* Provided records:
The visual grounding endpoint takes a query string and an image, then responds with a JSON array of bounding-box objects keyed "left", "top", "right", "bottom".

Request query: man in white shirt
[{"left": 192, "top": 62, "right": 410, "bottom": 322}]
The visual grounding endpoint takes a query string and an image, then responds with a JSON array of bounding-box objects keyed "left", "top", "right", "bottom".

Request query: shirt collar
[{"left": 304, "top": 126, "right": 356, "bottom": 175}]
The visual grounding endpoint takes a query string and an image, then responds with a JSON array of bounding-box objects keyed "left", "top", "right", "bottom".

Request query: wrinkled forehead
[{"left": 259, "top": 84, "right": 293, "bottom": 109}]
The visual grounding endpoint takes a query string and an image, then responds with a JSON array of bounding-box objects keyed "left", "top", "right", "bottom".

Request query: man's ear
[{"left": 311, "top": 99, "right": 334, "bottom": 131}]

* Work instructions: Print the listing once more, exactly as it stands above.

* Response area:
The visual grounding endpoint takes a query string and an image, then responds with a JSON array of bounding-box objects keyed "left", "top", "right", "bottom".

Request query: man in white shirt
[{"left": 192, "top": 62, "right": 410, "bottom": 322}]
The visual grounding endpoint takes a query string and an image, then responds with a JSON array of bounding-box objects keyed "left", "top", "right", "bottom".

Request query: shirt collar
[{"left": 304, "top": 126, "right": 356, "bottom": 175}]
The visual grounding endpoint takes a query string and an image, then responds with a JSON array of bounding-box objects keyed "left", "top", "right", "bottom".

Request query: wrinkled forehead
[{"left": 259, "top": 84, "right": 293, "bottom": 109}]
The visual grounding endpoint takes a query string and an image, then responds with a JSON array of bounding-box objects keyed "left", "top", "right", "bottom".

Request query: man's ear
[{"left": 311, "top": 99, "right": 334, "bottom": 131}]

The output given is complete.